Fransa’da tutunamayınca dönüş yolu gözükür. Gidişinden bir yıl sonra 6 Aralık 1956’da geri döner. İçinde olduğu tren Sirkeci’de büyük bir kalabalık tarafından karşılanır. Trenin kapıları izdiham nedeniyle açılamayınca pencereden iner Nana. Kabare yatırımı için bütün birikmiş parasını batırdığını açıklayan Nana bir soru üzerine, “Salyangoz yemekten kendileri de salyangoza benzemiş” dediği Fransız erkeklerini pek beğenmediğini söyler.
Nana’nın Türkiye’de yeniden hakim karşısına geçmesi için birkaç ay yeter. 25 Mart 1957’de Adana’daki programı için ahlaka aykırı hareket şikayeti yapılmış, polisler gelip gösteriyi yarıda kesmiştir. Polislere küfür eden Nana gözaltına alınıp mahkemeye çıkarılır. Nana’nın duruşması her zaman olduğu gibi çok kalabalıktır. Kadın hakimin dans ederken göğüslerini açtığı iddiasını reddeder. “İsterseniz burada da tekrarlayayım gösteriyi” sözleri izleyicilerin uğultusuyla karşılanınca iyice coşar Nana ve hakimin birkaç kez yaptığı “laubali hareketlere bir son vermesi” uyarısına rağmen ters ters konuşmayı sürdürünce tutuklanıp Adana Kadınlar Cezaevi’ne konulur. Avukatlarının itirazı sonucu iki gün sonra yeni duruşma yapılır. Üç avukatı da davayı almayı Nana’nın duruşmada ağzını açmaması şartıyla kabul etmiştir. Neyse ki hiç konuşmaz ve tahliye edilir.

■ Alıntılanan Veriler ■
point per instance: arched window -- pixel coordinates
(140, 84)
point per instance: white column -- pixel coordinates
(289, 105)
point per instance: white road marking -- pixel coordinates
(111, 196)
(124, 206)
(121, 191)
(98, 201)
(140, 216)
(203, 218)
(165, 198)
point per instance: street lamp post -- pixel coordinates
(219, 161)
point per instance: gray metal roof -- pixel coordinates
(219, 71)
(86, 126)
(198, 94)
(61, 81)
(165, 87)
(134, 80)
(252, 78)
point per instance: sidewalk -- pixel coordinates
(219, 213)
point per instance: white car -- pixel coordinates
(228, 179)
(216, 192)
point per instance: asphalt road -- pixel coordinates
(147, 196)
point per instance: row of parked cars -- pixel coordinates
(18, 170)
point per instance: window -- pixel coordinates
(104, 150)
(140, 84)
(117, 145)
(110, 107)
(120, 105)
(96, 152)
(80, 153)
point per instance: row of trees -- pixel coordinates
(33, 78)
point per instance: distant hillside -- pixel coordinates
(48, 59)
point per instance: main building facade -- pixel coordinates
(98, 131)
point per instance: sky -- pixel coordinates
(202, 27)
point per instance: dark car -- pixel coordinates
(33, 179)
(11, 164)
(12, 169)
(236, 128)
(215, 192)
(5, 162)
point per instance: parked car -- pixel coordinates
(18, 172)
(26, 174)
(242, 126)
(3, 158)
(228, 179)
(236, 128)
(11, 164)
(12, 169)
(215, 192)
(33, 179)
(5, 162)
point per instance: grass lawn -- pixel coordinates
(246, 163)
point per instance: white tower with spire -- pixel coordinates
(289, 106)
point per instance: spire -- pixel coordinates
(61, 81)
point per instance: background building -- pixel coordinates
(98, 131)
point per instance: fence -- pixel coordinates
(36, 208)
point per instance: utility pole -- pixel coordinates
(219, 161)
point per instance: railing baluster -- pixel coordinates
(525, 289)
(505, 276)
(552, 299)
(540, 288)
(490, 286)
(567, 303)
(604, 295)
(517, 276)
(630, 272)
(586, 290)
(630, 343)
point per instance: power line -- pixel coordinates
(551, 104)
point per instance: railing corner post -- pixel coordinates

■ Çalışma Yönergeleri ■
1) Nana hakkındaki metinde “Fransa’da tutunamayınca” diye başlayan paragrafı, ana bilgilerini koruyarak kısa bir madde listesi hâlinde yeniden yazar mısın?
2) Nana hakkındaki metnin devamını, son cümlesinden sonra kaldığı yerden yazar mısın?
Satırların Nana hakkındaki metinle hiçbir bağlantısı yoktur.

■ Alıştırma Sonuçları ■
1)
- Fransa’da tutunamayan Nana, gidişinden bir yıl sonra, 6 Aralık 1956’da geri döner.
- Treni Sirkeci’de büyük bir kalabalık karşılar; izdiham yüzünden kapılar açılamayınca Nana pencereden iner.
- Kabare yatırımı için bütün birikmiş parasını batırdığını açıklar.
- Bir soru üzerine, salyangoz yemekten salyangoza benzediğini söylediği Fransız erkeklerini pek beğenmediğini belirtir.

2)
Ertesi yıl hem sahnede hem sinemada şansını denemek için İtalya’nın yolunu tutar. Ama burada da başının derde girmesi uzun sürmez. 5 Kasım 1958’de çıplak dans ettiği partideki fotoğraflarının yayımlanması, mahkemelik olmasına yol açar. Nana ayrıca muhafazakâr İtalyanların baskısı altındadır. Vatikan’da çıkan L’Osservatore romano adlı gazete Nana’nın striptiz yapmasını rezillik olarak nitelendirir ve sınırdışı edilmesini ister. Hakkında hemen dava da açılmıştır. Ancak o dönem İtalya’da da davalar uzun sürmektedir. 1963’te sonuçlanan davada Nana iki ay hapisle cezalandırılır. Temyize giden dava 1 Nisan 1964’te sonuçlanır ve cezası ertelenir.
Nana, 1974’ten itibaren tiyatroya yönelir. O dönem erkek arkadaşı olan oyuncu Maurizio Reti’yle birlikte küçük bir kumpanya kurarlar. Müzikli oyunlarla başlarlar işe, o olmayınca tamamen cinsellik temalı oyunlara yönelirler. Şair-yazar Ülkü Tamer 1979’da Roma sokaklarında dolaşırken sokaklarda Nana’nın afişini görünce çok şaşırdığını anlatır, çünkü Nana, Baudelaire’in Kötülük Çiçekleri’ni tek kişilik gösteri olarak sunmaktadır.
1963’te kızı Sara Pastore’nin doğumundan sonra durulduğunu söyler Nana. Gerçekten de o tarihten sonra en azından karakolluk, mahkemelik olduğu bir olaya karışmaz. 12 Eylül darbesinden sonra vatandaşlıktan çıkarılması ise Türkiye’de devletle başının son kez derde girdiği olaydır.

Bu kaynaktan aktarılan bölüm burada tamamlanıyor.